╭─ AVAILABLE DATA

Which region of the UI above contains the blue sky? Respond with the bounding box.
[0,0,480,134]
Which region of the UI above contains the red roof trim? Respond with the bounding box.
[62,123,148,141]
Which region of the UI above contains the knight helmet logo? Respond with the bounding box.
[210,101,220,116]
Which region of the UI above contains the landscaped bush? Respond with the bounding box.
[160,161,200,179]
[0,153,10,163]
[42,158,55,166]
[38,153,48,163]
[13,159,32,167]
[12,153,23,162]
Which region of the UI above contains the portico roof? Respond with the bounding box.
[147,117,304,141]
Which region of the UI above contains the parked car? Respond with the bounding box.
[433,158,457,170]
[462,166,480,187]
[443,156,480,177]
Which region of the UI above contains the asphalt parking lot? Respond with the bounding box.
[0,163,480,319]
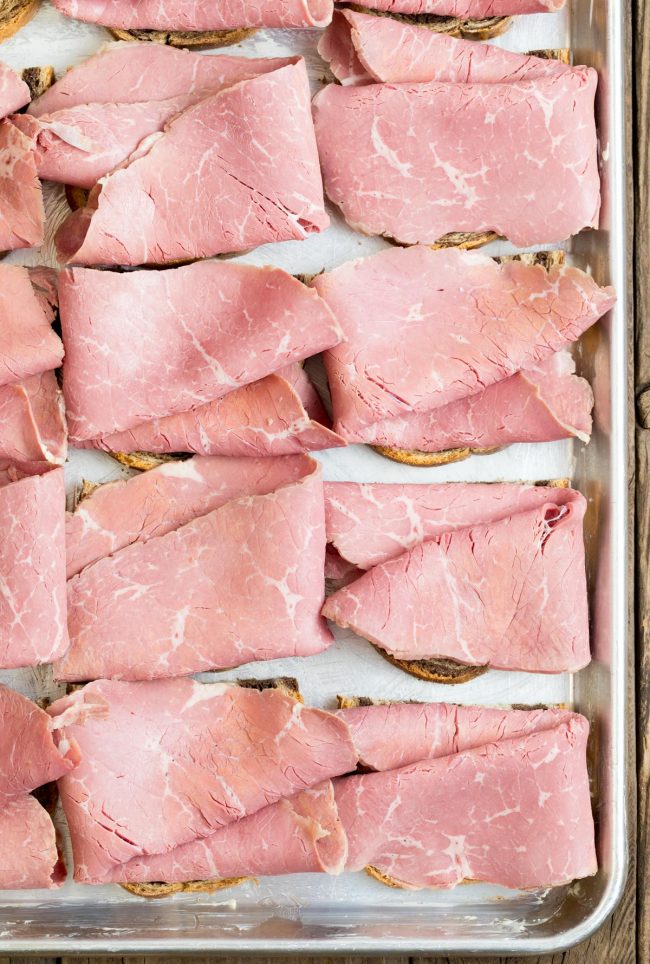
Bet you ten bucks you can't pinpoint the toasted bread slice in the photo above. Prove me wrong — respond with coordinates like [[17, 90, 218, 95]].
[[120, 877, 251, 900], [110, 27, 255, 49], [0, 0, 41, 43], [375, 646, 490, 685], [21, 67, 56, 100]]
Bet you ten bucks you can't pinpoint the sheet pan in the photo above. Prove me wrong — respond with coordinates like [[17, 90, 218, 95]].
[[0, 0, 627, 955]]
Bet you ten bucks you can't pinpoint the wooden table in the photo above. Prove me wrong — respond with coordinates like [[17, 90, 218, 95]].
[[0, 0, 650, 964]]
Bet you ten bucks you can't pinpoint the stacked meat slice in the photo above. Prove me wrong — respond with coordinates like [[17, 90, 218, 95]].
[[51, 680, 596, 888], [0, 686, 77, 890]]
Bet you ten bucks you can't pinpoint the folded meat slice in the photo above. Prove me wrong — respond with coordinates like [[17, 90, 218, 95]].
[[0, 468, 68, 669], [66, 455, 314, 578], [323, 492, 590, 673], [314, 68, 600, 247], [54, 460, 332, 680], [337, 701, 582, 770], [0, 372, 68, 475], [0, 61, 31, 117], [325, 482, 582, 569], [56, 60, 329, 265], [59, 261, 341, 441], [344, 0, 566, 13], [53, 0, 332, 31], [318, 10, 571, 85], [335, 716, 598, 889], [313, 246, 615, 441], [350, 351, 594, 454], [104, 780, 347, 884], [0, 794, 65, 890], [50, 679, 356, 883], [0, 265, 63, 386], [0, 118, 45, 253], [28, 42, 296, 117], [83, 366, 347, 458], [0, 685, 76, 804], [14, 52, 298, 189]]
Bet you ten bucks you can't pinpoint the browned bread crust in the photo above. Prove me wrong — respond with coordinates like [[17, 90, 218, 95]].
[[0, 0, 40, 43], [110, 27, 255, 48]]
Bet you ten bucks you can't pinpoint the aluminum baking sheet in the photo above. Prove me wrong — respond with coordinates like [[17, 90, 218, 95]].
[[0, 0, 627, 954]]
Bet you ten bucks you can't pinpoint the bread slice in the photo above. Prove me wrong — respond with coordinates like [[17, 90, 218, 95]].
[[0, 0, 41, 43], [119, 676, 304, 900], [348, 3, 513, 40], [110, 27, 255, 49], [21, 67, 56, 100], [371, 249, 568, 468]]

╰─

DESCRIPTION OF THE TASK
Find every line in the data above that contains the word "meat" and copy each of those lines out. Case counts, so match the letters exactly.

EXERCISE RESULT
Bet you ten bucks you can't pinpoint the stacked meat slice in the photo above. Prove me wrong — respond with coordinates like [[17, 90, 218, 95]].
Bet you ten bucks you can't pinpoint the folded meat slice in the photo above. Prove me wrong — respond with coordinates like [[17, 90, 218, 95]].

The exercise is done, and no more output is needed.